### Short task 1
In the passage on rules of evidence, retype the text word for word, beginning at the words "Best evidence: Original, unaltered" and stopping after the words "in this chapter.".

### Document passage ###

Other types of evidence that may fall into one or more of the above major categories include

Best evidence: Original, unaltered evidence, which is preferred by the court over secondary evidence. Read more about this evidence in the section “Best evidence rule,” later in this chapter.
Secondary evidence: A duplicate or copy of evidence, such as a tape backup, screen capture, or photograph.
Corroborative evidence: Supports or substantiates other evidence presented in a case.
Conclusive evidence: Incontrovertible and irrefutable — you know, the smoking gun.
Circumstantial evidence: Relevant facts that you can’t directly or conclusively connect to other events, but about which a reasonable person can make a reasonable inference.

Rules of evidence

Important rules of evidence for computer crime cases include the best evidence rule and the hearsay evidence rule. The CISSP candidate must understand both of these rules and their applicability to evidence in computer crime cases.

BEST EVIDENCE RULE

The best evidence rule, defined in the Federal Rules of Evidence, states that “to prove the content of a writing, recording, or photograph, the original writing, recording, or photograph is [ordinarily] required.”

However, the Federal Rules of Evidence define an exception to this rule as “[i]f data are stored in a computer or similar device, any printout or other output readable by sight, shown to reflect the data accurately, is an ‘original’.”

Thus, data extracted from a computer — if that data is a fair and accurate representation of the original data — satisfies the best evidence rule and may normally be introduced into court proceedings as such.

HEARSAY RULE

Hearsay evidence is evidence that’s not based on personal, first-hand knowledge of a witness, but rather comes from other sources. Under the Federal Rules of Evidence, hearsay evidence is normally not admissible in court. This rule exists to prevent unreliable testimony from improperly influencing the outcome of a trial.

Business records, including computer records, have traditionally, and perhaps mistakenly, been considered hearsay evidence by most courts because these records cannot be proven accurate and reliable. One of the most significant obstacles for a prosecutor to overcome in a computer crime case is seeking the admission of computer records as evidence.

### Provided data ###

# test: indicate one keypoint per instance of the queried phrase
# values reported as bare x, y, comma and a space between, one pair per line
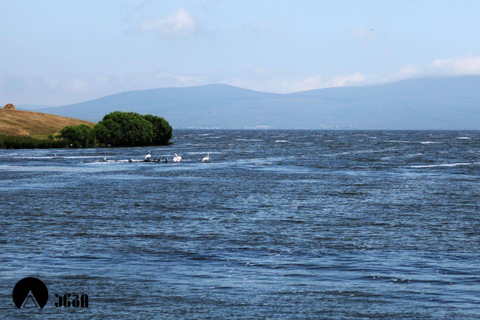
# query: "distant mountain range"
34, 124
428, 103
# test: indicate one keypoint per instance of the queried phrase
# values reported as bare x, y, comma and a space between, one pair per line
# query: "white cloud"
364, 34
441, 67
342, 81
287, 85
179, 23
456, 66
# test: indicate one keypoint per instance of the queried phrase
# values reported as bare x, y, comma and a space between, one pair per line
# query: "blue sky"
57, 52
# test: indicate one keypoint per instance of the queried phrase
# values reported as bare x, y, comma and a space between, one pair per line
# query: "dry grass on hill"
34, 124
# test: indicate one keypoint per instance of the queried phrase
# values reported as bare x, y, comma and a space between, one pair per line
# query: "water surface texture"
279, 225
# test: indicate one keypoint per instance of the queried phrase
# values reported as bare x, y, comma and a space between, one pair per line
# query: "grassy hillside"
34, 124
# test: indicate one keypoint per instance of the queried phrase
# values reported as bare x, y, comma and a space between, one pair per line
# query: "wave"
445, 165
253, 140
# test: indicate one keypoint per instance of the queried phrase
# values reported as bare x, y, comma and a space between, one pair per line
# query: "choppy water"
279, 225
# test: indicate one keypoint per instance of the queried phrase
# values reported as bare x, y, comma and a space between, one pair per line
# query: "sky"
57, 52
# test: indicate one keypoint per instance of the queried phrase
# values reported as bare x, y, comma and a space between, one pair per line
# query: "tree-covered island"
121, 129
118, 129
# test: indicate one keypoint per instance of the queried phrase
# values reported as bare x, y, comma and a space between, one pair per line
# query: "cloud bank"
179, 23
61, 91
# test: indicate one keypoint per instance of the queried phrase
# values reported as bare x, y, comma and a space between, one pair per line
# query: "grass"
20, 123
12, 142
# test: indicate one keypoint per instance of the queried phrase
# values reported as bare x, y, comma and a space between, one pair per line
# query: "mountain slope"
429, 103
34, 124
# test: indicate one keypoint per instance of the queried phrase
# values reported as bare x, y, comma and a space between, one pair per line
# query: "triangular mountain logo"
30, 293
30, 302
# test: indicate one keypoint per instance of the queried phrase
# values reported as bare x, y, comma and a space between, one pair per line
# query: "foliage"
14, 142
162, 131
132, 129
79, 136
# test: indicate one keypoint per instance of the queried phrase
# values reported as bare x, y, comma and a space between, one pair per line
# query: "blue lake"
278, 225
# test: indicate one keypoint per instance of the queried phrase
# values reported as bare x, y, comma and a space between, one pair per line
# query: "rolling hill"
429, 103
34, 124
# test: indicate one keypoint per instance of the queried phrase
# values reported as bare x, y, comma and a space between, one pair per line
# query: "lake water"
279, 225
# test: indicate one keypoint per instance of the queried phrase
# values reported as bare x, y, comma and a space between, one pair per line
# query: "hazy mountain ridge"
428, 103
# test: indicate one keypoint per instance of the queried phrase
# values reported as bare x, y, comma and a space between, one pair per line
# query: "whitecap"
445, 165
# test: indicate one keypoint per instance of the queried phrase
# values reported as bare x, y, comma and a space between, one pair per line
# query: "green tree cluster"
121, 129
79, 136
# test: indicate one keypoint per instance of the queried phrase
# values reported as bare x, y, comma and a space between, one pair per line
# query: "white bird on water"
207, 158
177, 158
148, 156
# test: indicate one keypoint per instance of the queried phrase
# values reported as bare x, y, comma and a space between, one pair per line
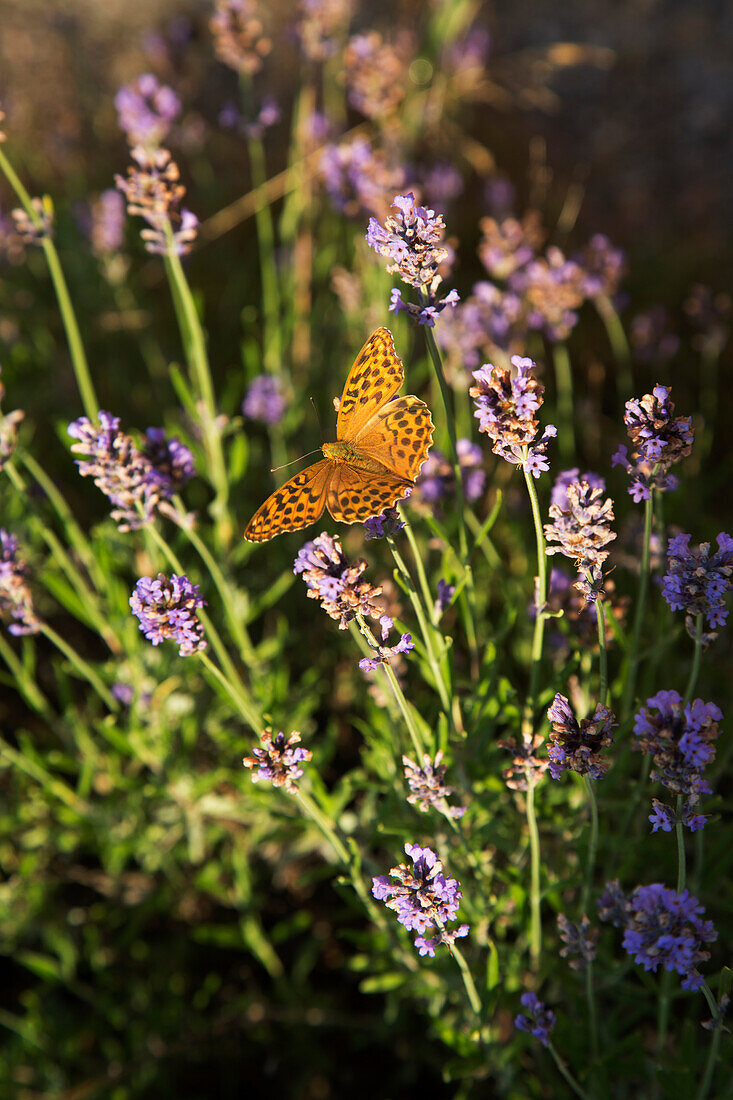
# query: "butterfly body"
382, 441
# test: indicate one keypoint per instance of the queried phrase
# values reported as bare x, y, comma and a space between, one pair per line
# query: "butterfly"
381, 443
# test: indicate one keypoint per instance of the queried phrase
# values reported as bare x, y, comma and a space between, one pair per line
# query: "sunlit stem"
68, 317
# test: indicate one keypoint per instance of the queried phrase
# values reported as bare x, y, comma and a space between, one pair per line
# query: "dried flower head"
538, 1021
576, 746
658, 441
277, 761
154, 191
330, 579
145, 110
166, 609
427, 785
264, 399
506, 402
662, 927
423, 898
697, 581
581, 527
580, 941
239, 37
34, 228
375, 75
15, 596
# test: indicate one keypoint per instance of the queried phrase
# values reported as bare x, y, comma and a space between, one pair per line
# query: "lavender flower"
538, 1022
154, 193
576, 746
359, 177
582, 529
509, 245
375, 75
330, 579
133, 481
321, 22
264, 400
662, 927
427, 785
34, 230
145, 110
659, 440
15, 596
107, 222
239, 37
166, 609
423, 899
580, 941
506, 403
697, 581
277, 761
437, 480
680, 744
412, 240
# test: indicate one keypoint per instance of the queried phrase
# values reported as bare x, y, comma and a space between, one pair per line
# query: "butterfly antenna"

###

### Short task 2
Pick out every line of the records that holds the string "tree", and copy each one. Case counts.

### Response 1
Best evidence: Original, unaltered evidence, which is preferred by the court over secondary evidence. Read more about this evidence in the section “Best evidence rule,” later in this chapter.

### Response 2
# query: "tree-covered island"
# query: "green tree cluster"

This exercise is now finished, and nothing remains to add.